Directive:
Please convert the items into a JSON list of strings, from the first line through the line containing "[158,0,214,138]", with one string per line and blank lines left out.

Data for processing:
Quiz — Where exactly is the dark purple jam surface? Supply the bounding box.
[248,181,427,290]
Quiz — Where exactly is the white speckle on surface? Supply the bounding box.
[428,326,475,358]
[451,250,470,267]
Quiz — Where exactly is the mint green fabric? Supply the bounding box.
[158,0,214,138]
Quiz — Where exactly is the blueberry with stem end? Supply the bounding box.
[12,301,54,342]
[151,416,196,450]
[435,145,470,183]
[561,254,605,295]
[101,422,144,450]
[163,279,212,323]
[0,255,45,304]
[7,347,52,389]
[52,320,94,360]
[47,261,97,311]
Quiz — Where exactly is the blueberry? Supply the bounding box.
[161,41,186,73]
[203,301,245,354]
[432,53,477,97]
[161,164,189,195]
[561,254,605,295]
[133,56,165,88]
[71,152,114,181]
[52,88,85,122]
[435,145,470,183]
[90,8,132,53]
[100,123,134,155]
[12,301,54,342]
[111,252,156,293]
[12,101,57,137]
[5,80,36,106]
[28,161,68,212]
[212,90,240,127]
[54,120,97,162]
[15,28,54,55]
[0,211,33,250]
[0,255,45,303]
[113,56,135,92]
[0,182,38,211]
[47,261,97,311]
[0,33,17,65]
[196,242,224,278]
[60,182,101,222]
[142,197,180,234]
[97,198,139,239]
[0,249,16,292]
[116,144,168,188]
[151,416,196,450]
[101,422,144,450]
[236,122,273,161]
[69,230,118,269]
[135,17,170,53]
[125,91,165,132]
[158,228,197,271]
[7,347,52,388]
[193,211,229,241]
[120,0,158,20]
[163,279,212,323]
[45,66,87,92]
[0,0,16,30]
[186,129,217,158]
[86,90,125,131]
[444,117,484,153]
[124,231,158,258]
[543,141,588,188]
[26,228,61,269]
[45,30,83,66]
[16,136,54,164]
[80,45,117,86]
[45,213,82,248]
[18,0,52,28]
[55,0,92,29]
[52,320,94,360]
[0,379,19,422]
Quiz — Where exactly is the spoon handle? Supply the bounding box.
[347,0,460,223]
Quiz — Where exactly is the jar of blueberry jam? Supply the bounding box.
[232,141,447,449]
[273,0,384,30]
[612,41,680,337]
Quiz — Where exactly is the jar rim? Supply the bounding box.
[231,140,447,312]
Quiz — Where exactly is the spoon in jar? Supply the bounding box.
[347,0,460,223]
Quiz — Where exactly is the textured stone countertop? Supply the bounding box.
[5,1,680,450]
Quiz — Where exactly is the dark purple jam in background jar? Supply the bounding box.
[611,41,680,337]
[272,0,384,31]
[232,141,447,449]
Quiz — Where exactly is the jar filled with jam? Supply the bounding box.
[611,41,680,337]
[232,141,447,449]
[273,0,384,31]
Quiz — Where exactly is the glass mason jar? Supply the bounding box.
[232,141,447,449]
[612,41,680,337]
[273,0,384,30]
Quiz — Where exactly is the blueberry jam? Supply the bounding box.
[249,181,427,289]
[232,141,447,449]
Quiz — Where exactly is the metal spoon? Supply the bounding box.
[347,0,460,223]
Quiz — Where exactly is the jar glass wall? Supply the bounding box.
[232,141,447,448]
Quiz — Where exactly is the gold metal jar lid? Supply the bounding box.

In response:
[
  "Quiz — Where exactly is the dark purple jam surface? Supply the bounding box.",
  "[248,181,427,290]",
  "Quiz — Where exactly is the white speckle on surface? Supply the bounding box.",
  "[428,326,475,358]",
  "[451,250,470,267]",
  "Quiz — Where exactly is the mint green fabric? Supply the bounding box.",
  "[158,0,214,138]"
]